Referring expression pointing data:
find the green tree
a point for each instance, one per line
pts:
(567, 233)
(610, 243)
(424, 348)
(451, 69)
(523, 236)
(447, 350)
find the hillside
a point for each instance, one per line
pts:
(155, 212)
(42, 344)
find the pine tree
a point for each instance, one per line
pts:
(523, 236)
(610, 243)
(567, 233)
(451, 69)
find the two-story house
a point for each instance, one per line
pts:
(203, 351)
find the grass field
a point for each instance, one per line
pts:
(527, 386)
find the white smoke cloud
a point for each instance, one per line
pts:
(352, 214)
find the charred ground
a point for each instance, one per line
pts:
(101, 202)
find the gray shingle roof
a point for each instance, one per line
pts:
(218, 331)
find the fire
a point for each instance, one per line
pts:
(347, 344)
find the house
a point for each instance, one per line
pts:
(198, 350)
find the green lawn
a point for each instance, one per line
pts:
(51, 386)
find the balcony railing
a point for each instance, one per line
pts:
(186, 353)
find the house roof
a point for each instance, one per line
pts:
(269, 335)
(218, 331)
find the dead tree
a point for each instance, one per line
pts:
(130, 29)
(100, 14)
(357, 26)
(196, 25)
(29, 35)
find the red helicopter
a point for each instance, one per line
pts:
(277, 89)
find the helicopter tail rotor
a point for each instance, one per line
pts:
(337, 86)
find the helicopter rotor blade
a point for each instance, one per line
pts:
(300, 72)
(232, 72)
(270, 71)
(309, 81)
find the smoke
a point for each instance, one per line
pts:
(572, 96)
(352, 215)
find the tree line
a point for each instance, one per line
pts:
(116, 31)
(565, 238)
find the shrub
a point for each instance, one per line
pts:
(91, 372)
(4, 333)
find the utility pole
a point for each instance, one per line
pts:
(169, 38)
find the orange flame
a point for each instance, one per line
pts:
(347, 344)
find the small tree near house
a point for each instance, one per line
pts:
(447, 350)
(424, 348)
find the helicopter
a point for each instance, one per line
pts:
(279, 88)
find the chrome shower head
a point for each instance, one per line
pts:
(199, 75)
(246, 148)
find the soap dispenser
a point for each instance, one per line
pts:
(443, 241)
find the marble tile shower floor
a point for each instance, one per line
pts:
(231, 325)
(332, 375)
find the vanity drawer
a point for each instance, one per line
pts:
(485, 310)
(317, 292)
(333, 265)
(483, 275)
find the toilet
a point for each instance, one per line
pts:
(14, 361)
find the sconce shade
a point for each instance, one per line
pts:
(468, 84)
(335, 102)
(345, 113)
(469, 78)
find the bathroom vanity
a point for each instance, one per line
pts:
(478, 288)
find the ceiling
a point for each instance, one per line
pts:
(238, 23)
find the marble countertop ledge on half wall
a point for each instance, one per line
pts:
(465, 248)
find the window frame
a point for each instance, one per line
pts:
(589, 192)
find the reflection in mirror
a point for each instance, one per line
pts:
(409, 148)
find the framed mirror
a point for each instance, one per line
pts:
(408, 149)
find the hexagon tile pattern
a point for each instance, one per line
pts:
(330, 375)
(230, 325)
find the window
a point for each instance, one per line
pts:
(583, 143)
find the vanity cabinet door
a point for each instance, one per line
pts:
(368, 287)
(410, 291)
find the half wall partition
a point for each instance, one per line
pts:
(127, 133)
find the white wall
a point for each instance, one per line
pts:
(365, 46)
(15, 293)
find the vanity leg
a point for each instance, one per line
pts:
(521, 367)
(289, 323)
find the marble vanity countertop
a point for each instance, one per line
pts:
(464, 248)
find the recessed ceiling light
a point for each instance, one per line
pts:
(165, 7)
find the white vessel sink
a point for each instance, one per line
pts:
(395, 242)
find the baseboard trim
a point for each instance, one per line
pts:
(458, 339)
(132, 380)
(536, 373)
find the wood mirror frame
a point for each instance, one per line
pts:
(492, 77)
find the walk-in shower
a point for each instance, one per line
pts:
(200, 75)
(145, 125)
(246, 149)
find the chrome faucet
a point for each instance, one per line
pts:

■ **Problem requirements**
Restate the records above verbatim up to and including the line containing "find the chrome shower head".

■ **Task result**
find the green tree
a point for each instance, one per line
pts:
(567, 233)
(610, 243)
(424, 348)
(451, 69)
(523, 236)
(447, 350)
find the hillside
a point for each instance, one per line
pts:
(155, 212)
(42, 344)
find the pine tree
a point for each instance, one per line
pts:
(523, 236)
(610, 243)
(567, 233)
(451, 69)
find the two-story house
a point for each instance, one per line
pts:
(203, 351)
find the grass field
a point for each instance, one per line
pts:
(527, 386)
find the white smoke cloud
a point for each instance, one per line
pts:
(352, 214)
find the charred ground
a point for each instance, one per line
pts:
(101, 202)
find the gray shingle roof
a point for each instance, one per line
pts:
(218, 331)
find the fire
a point for each instance, one per line
pts:
(347, 344)
find the house
a point for each instance, one per line
pts:
(198, 350)
find the green lawn
a point for each instance, one per line
pts:
(51, 386)
find the balcony railing
a point for each instance, one per line
pts:
(186, 353)
find the house roof
a point for each instance, one per line
pts:
(269, 335)
(218, 331)
find the dead tree
a point for each instance, one per line
pts:
(130, 29)
(100, 14)
(357, 26)
(196, 25)
(29, 35)
find the red helicopter
a point for each instance, one per line
pts:
(277, 89)
find the helicopter tail rotor
a point for each instance, one per line
pts:
(337, 86)
find the helicopter rotor blade
a point for each instance, one per line
pts:
(300, 72)
(232, 72)
(270, 71)
(309, 81)
find the smoke
a point for each instance, one per line
pts:
(572, 96)
(352, 215)
find the tree line
a point for each instance, one per line
pts:
(116, 31)
(565, 238)
find the shrub
a point for each instance, one per line
pts:
(91, 372)
(4, 333)
find the utility pole
a point for each instance, one per line
pts:
(169, 38)
find the orange flame
a point for each instance, one per line
pts:
(347, 344)
find the small tree near house
a point for each instance, one per line
pts:
(447, 350)
(424, 348)
find the helicopter
a point for each instance, one per line
pts:
(279, 88)
find the chrome shower head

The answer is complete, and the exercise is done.